>> START Excerpt provided

1\. Create a separate browser profile for accessing Facebook

2\. Run uBlock Origin

3\. Don't install the mobile apps - use the mobile web interface

4\. Turn your Facebook privacy settings up to 11 (the new max privacy settings
are actually good/reasonable) - you can set it up so that you can't be found
in search[0], can't be tagged in unwanted posts[4][5]

5\. The cookie used to track you via the like buttons is called datr and is
set on *.facebook.com if you want to block it in privoxy / squid etc.

6\. If you access Facebook using the onion website[1] over Tor[2] they won't
know your location or network info

7\. Don't like anything and fill in as little information as possible

8\. Don't add people you don't know

9\. Review apps that have permission to access your profile and info
regularly[3]

[0]
[https://www.facebook.com/settings?tab=privacy&section=search...](https://www.facebook.com/settings?tab=privacy&section=search&view)

>> END Excerpt provided

# Description of the task:
Could you write out the Facebook privacy tips again from "1\. Create a" to "privoxy / squid etc.", swapping "uBlock Origin" for "an ad blocker"?

>> START Excerpted data

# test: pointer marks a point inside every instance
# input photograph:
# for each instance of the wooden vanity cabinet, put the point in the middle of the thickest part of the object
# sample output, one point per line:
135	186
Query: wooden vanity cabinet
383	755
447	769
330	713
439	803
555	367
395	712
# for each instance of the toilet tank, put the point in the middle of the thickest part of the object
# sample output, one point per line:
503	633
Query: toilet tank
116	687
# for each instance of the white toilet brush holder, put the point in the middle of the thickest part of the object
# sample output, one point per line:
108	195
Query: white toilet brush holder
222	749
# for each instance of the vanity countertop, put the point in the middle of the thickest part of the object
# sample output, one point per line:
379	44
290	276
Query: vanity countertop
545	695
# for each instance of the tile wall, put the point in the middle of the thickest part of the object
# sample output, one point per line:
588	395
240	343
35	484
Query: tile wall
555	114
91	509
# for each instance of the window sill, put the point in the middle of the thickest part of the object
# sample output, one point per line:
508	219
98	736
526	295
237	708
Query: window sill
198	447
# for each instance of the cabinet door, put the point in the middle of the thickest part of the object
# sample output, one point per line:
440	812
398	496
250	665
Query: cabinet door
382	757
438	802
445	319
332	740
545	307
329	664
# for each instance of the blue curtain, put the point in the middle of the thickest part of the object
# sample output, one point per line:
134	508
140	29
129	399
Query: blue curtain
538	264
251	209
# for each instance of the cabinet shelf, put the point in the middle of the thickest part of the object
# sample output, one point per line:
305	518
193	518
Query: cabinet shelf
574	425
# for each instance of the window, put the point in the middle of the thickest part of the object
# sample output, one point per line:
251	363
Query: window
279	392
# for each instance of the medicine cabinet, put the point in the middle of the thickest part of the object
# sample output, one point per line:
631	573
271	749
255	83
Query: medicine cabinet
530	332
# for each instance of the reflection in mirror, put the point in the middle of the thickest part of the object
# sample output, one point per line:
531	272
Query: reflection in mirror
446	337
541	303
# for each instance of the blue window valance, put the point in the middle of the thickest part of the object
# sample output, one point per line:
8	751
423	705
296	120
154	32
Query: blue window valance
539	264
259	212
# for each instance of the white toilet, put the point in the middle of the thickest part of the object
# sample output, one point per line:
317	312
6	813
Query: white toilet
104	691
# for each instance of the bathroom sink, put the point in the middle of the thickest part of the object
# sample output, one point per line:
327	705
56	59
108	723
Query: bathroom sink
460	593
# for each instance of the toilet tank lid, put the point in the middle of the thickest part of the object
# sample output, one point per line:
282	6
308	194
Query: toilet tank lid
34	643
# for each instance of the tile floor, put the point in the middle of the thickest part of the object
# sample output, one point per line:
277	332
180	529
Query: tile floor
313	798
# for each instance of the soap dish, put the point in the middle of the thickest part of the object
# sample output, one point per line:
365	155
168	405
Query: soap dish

>> END Excerpted data

# Solution to the problem:
1\. Create a separate browser profile for accessing Facebook

2\. Run an ad blocker

3\. Don't install the mobile apps - use the mobile web interface

4\. Turn your Facebook privacy settings up to 11 (the new max privacy settings
are actually good/reasonable) - you can set it up so that you can't be found
in search[0], can't be tagged in unwanted posts[4][5]

5\. The cookie used to track you via the like buttons is called datr and is
set on *.facebook.com if you want to block it in privoxy / squid etc.